::: The records :::

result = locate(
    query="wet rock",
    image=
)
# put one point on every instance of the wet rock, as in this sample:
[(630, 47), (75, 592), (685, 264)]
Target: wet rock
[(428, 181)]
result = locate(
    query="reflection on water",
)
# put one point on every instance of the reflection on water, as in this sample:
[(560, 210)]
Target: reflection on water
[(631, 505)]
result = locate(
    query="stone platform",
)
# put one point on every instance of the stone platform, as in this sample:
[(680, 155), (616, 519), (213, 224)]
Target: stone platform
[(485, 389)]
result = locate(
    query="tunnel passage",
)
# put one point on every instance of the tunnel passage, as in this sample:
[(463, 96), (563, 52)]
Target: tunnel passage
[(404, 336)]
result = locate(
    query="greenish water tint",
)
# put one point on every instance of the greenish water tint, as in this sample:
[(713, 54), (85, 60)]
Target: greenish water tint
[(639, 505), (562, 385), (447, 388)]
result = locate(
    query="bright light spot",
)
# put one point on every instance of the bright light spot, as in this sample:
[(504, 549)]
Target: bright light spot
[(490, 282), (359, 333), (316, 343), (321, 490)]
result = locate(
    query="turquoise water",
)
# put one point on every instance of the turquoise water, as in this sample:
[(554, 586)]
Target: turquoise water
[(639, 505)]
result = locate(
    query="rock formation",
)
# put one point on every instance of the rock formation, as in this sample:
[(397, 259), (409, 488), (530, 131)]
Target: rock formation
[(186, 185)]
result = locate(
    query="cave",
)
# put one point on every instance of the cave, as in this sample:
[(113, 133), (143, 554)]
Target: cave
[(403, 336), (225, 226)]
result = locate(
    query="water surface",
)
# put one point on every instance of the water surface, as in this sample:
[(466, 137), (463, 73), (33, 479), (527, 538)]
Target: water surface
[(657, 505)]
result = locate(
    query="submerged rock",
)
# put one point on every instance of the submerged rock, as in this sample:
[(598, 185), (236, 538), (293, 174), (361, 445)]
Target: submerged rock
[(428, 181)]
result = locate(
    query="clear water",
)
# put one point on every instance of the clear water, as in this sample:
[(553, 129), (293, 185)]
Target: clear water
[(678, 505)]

:::

• [Your goal]: Set down all of the records above again, line for line and unchanged.

• [Answer to this exercise]:
result = locate(
    query="wet rock",
    image=
)
# put one point on every instance of the wet rock, as in this sample:
[(630, 47), (75, 592), (685, 264)]
Target: wet rock
[(428, 181)]
result = locate(
    query="reflection on water",
)
# put one point on every instance of the reflection on water, as in this sample:
[(560, 210)]
Target: reflection on water
[(631, 505)]
result = locate(
    query="stone platform",
)
# put one point on every instance of the stone platform, as in this sample:
[(680, 155), (616, 519), (213, 224)]
Target: stone platform
[(485, 389)]
result = locate(
    query="tunnel passage",
)
# put one point on every instance of the tunnel passage, as in this sample:
[(463, 96), (563, 52)]
Target: tunnel passage
[(404, 336)]
result = locate(
    query="greenish water tint",
)
# put one point on every instance of the greenish water tint, as in this sample:
[(713, 54), (85, 60)]
Target: greenish water tint
[(639, 505), (562, 385), (447, 388)]
result = locate(
    query="bright light spot",
)
# put one point on every instance of the bright light spot, as in this sample:
[(504, 549)]
Target: bright light spot
[(490, 282), (359, 333), (316, 343), (321, 490)]
result = locate(
    query="turquoise water",
)
# put one point on every instance of the turquoise water, as in this sample:
[(554, 586)]
Target: turquoise water
[(639, 505)]
result = locate(
    query="rock formation",
)
# put one point on every instance of the rock formation, as in this sample:
[(397, 259), (409, 488), (530, 131)]
Target: rock formation
[(186, 185)]
result = locate(
    query="cave",
)
# put one point on every instance of the cave, as in this sample:
[(113, 133), (143, 554)]
Target: cave
[(403, 336), (225, 226)]
result = locate(
    query="water surface",
)
# put one point on every instance of the water surface, as in this sample:
[(466, 137), (463, 73), (33, 479), (527, 538)]
Target: water surface
[(657, 505)]
result = locate(
    query="submerged rock",
)
# put one point on every instance of the submerged rock, as in this sample:
[(598, 185), (236, 538), (293, 174), (361, 445)]
Target: submerged rock
[(428, 181)]
result = locate(
    query="clear water",
)
# put one point on every instance of the clear water, as in this sample:
[(553, 129), (293, 185)]
Target: clear water
[(678, 505)]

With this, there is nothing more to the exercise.